**Your instructions**
Your response should contain every record below, copied exactly.

#### Supplied material

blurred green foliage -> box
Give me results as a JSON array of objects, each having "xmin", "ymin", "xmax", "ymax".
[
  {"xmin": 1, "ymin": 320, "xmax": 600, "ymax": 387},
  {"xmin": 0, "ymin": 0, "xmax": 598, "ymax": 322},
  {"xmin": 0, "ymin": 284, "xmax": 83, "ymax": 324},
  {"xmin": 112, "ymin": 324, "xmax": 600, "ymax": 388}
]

########

**Problem solution**
blurred green foliage -> box
Give me results as a JSON array of objects, each having "xmin", "ymin", "xmax", "ymax".
[
  {"xmin": 1, "ymin": 320, "xmax": 600, "ymax": 387},
  {"xmin": 0, "ymin": 0, "xmax": 598, "ymax": 322},
  {"xmin": 0, "ymin": 284, "xmax": 83, "ymax": 324},
  {"xmin": 112, "ymin": 324, "xmax": 600, "ymax": 388}
]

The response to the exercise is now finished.